Because is economically impractical to start an SoC design from scratch, an estimated 70% to 90% of all new designs is re-used IP. This is making engineering teams choose very carefully what to implement themselves as their own value add and what to bring in from the outside. And that’s where the power issues begin.

“One of the big issues around IP integration is verifying the IP for the purpose you are using it for in the next design, said Pete Hardee, director of solutions marketing at Cadence Design Systems. “Putting IP in a new design with a different power intent means a lot of verification needs to be done and…the IP blocks themselves can be complex enough that they have their own power intent built into them. An IP block may have multiple power domains. It may have different supply pins for the different switched power rails that it’s got internally. It may not be clear which I/O pins are isolated and which ones need isolation.” All of these issues add up to a very complex problem when you’ve got power intent built into the IP block itself.

Some IP blocks have very complex power intent. Processors commonly implement dynamic voltage and frequency scaling, which is fairly complex, while memory IP (including embedded memory and off chip memory) often implements dynamic frequency scaling and sometimes multiple voltage, with the retention level possibly using some techniques like body biasing, Hardee continued.

Another issue in multivendor IP integration is that IP traditionally tends to be black box. “The IP vendor doesn’t necessarily want to share all the details of what’s in that IP. How is the power intent information, the power scheme that’s held with that IP block, communicated? Right now we see that there is very little support for that,” he said.

John Heinlein, vice president of marketing for ARM’s Physical IP Division, agrees there is an issue with different standards being used and at different levels. “On the one hand you have to ask what the design side criteria is being used by different vendors, and what the methodology was used to characterize power and performance. Having those standards be different may mean that there are inconsistencies when you bring together IP.”

Another problem is that different corners are employed for the voltage, temperature and environments being used. It is important that these be consistent in order to compare apple to apples, he noted.

[Dataset listing of object locations]

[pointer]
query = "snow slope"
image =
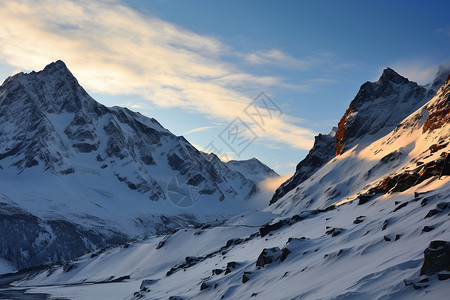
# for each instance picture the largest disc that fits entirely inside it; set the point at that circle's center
(356, 229)
(76, 170)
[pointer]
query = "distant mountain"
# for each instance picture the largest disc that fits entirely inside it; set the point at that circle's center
(113, 172)
(370, 223)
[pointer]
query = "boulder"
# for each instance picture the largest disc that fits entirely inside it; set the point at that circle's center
(436, 257)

**Directive 1**
Rewrite the object-location listing with every occurrence of "query" replaced by "target", leaving everything else unchanged and omitting the pictures.
**Directive 2**
Write a continuation of the passage on power intent in SoC IP integration, starting right after its final sentence.
The passage and the listing bear no relation to each other.

**Exercise output 1**
[pointer]
target = "snow slope"
image =
# for each instance picture the largest disc that fits entirely inside it; set the point at that circle's center
(356, 229)
(76, 170)
[pointer]
target = "distant mountain"
# for each instance picture the largest disc that fits entirely inside it; set the point at that circle's center
(113, 172)
(370, 223)
[pointer]
target = "boulder"
# for each instance picture the largest disc that fits entirely inside it; set the point at that circle's center
(436, 257)

**Exercise output 2**
Other challenges include support for different methodologies, support for a broad EDA ecosystem, and support for different process technologies. “At the physical IP level it’s fundamentally tied to a specific process and so you need to be able to support a broad range of process technologies,” Heinlein stressed.

Internally developed or sourced IP?
Given these challenges, one does wonder whether it is easier to integrate IP that is internally-developed or IP obtained from an external source.

“With internally-developed IP typically you’d have a lot more access to the history of that IP and every situation that it’s been used in. You’d have a lot more access to the full design files for it so you’ve got a lot more visibility into it,” said Cadence’s Hardee. “For external IP you’re in the hands of the IP vendors. A lot of IP vendors do a very good job. They are delivering their IP with the power intent file and we are working with all the major IT vendors to do that. But considering the power aspect of IP is another level of complexity that means if the IP vendor hasn’t paid attention to it and hasn’t done a good job, it’s going to be much more difficult for the IP user to integrate it and have it working correctly.”

Internal IP tends to be more customized and more narrowly focused for the users in-house infrastructure, its in-house EDA flow and methodologies, which has pluses and minuses, noted Heinlein. “On the one hand for their purposes that may be desirable. But on the other hand it limits their portability to other flows, it limits their ability to work with outside customers and partners who may need a different methodology.”

Once IP is obtained, design engineers sometimes want to use it in ways other than it was designed to do. Hardee noted that when this happens a different power intent could warrant the IP being switched off at various system modes and checking to make sure the isolation between power domains is correct. “I may be using an IP at a voltage level that is different from the one it was fully verified in. If I’m doing that I need to be aware of that fact—that I’m doing it by design and not by mistake. And if I am using the IP to implement any power intent that it wasn’t originally designed for I have to do all the verification to make sure that it operates as I expect it to in the new circumstance.”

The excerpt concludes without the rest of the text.